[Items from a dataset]
+ + + +
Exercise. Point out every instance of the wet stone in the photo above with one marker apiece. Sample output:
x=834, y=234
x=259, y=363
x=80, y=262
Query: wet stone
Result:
+ + + +
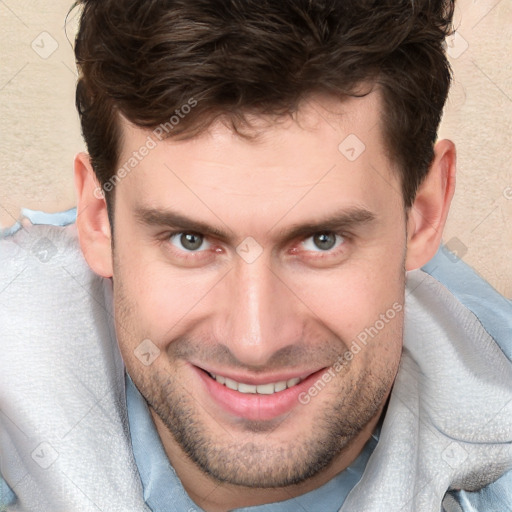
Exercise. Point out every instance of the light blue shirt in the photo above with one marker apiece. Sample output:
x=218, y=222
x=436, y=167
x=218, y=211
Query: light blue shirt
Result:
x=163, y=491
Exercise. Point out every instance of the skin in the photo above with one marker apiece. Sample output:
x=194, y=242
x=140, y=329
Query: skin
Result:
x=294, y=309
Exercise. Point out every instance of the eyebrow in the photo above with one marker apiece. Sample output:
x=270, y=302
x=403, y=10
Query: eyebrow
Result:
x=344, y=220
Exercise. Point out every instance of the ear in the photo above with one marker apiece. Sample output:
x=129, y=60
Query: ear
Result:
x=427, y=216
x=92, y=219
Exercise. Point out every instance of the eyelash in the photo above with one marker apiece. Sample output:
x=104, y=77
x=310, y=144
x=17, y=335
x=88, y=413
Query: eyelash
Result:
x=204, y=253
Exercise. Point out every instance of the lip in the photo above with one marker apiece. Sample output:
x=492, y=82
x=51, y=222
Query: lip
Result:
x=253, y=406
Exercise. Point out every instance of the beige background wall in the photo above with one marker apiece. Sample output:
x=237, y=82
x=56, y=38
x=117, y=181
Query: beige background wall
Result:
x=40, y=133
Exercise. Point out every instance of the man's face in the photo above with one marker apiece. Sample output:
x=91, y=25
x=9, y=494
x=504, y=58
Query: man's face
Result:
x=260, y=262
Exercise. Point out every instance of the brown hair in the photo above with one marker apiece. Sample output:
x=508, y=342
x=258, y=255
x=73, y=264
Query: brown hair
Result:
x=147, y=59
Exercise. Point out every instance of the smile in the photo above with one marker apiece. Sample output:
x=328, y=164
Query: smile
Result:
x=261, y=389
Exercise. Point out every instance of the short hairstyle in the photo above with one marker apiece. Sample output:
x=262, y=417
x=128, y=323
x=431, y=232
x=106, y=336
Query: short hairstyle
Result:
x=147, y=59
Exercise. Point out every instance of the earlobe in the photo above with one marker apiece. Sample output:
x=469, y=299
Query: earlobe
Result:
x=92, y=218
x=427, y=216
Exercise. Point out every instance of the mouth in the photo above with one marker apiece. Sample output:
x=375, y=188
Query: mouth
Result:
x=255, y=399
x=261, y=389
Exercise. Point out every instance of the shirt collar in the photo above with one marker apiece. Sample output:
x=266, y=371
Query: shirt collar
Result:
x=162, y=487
+ + + +
Copy the lines above that hold the word "earlobe".

### RESULT OF THE TASK:
Exercise. Point out every instance of the earlobe in the photo above with one marker apiece. Sample output:
Query: earlobe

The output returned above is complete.